- Records provided
____
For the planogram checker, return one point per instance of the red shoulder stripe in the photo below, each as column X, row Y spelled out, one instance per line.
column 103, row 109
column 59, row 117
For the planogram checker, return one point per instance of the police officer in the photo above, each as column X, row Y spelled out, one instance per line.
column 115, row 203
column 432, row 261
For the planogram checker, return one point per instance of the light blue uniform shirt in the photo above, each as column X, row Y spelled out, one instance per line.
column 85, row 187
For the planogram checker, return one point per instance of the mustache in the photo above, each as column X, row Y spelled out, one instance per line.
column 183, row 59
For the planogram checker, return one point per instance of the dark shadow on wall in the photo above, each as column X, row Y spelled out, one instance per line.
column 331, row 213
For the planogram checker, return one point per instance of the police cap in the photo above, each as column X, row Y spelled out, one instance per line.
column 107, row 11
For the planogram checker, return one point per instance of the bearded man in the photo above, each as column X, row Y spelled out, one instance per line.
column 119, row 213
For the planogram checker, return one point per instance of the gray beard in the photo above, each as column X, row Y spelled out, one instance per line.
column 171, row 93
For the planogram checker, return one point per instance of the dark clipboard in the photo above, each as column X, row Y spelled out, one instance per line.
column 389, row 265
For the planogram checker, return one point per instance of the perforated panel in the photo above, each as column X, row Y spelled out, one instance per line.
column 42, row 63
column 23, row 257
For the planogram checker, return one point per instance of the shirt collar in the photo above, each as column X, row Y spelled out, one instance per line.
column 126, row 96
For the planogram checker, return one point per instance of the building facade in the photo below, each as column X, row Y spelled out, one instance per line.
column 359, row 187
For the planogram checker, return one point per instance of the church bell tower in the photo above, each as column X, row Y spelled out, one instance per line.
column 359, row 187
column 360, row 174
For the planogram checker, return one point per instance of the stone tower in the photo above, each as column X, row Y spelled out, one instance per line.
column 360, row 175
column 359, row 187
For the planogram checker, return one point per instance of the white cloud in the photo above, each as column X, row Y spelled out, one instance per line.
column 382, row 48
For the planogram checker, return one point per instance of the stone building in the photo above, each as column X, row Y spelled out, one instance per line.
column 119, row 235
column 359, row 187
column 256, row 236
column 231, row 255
____
- What is asked
Reproduce every entry above with "planogram checker" renamed to "shelf audit tool" wherever it occurs, leaving everything else unchanged.

- Answer for the task
For the shelf audit tool, return one point per instance of the red shoulder stripe in the photo below, each as column X, row Y spelled out, one instance per line.
column 103, row 109
column 59, row 117
For the shelf audit tool, return one point per instance of the police officer in the photo above, each as column X, row Y spelled out, one instance per line.
column 115, row 203
column 432, row 261
For the shelf audit tool, return one point per instance of the light blue uniform shirt in the photo above, each as column X, row Y spelled out, one instance per line.
column 85, row 187
For the shelf audit tool, return one point per instance of the mustache in the photo above, each as column X, row Y spelled out, one instance per line.
column 183, row 59
For the shelf audit tool, return one point per instance of the dark shadow on wall in the photo above, each as column X, row Y spelled out, one instance per line.
column 331, row 213
For the shelf audit tool, return one point per instance of the police cap in the photo above, each as column X, row Y spelled out, one instance per line.
column 107, row 11
For the shelf audit tool, return one point per instance of the bearded man in the photo above, each as column X, row Y spelled out, one instance per line.
column 119, row 213
For the shelf audit tool, return one point per instance of the gray beard in the photo above, each as column X, row Y spelled out, one instance per line.
column 171, row 93
For the shelf audit tool, return one point per instance of the dark clipboard in the photo above, each as column X, row Y spelled out, one instance per line.
column 389, row 265
For the shelf audit tool, return one point per instance of the perforated panel in the photo above, each as column X, row Y spelled out, one instance per line.
column 42, row 63
column 23, row 257
For the shelf audit tool, return one point per instance of the shirt collar in the photo above, each as column X, row Y spelled out, one instance per line.
column 126, row 96
For the shelf audit tool, return one point per instance of the building facade in the photo below, each as column X, row Y spelled out, one instance per line.
column 359, row 187
For the shelf audit tool, return one point per instance of the church bell tower in the photo above, each as column X, row Y spelled out, one instance per line.
column 359, row 187
column 360, row 174
For the shelf audit tool, return one point per instance of the stone tower in the photo above, each as column X, row Y spelled out, one instance per line.
column 360, row 175
column 359, row 187
For the shelf audit tool, return one point per instance of the white cloud in the photo above, each as column X, row Y spelled out, one instance per line.
column 382, row 48
For the shelf audit tool, return one point per instance of the stone building in the photo above, each as column X, row Y spelled out, one instance per line.
column 119, row 235
column 359, row 187
column 256, row 236
column 231, row 255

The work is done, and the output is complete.